--- Exercise description ---
Return each line of the listing below that contains the word "every".

--- Exercise inputs ---

►

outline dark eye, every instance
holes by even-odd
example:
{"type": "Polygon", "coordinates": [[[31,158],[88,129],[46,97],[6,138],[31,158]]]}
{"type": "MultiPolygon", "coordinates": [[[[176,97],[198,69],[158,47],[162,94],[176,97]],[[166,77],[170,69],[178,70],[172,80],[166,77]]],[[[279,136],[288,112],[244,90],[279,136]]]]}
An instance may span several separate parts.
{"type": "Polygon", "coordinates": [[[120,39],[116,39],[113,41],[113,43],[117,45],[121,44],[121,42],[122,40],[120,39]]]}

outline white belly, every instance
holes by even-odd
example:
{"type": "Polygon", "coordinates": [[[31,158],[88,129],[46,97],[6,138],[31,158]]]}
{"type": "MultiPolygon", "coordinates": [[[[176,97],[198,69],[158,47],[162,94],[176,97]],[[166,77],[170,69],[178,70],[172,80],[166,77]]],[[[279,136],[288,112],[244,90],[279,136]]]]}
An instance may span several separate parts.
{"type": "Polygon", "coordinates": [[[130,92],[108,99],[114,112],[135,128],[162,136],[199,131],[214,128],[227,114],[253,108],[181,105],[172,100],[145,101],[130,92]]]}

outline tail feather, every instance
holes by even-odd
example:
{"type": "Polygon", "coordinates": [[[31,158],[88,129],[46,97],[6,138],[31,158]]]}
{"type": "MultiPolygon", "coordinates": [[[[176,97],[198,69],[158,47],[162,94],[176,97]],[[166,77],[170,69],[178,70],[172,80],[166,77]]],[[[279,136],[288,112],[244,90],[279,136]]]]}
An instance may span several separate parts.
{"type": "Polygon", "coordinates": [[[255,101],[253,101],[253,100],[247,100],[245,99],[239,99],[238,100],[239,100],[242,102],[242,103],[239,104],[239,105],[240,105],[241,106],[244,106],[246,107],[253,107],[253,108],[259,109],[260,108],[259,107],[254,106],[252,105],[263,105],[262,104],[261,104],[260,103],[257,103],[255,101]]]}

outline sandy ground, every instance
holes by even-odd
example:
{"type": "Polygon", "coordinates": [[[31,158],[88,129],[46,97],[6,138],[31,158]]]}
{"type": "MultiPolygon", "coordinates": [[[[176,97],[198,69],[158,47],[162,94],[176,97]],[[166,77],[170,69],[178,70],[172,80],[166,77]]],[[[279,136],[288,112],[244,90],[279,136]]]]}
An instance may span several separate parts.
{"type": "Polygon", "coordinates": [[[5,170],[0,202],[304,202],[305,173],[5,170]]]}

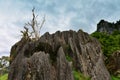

◄

--- Exercise answer ---
outline dark eye, every instance
outline white belly, every instance
outline tail feather, every instance
outline sandy ground, every instance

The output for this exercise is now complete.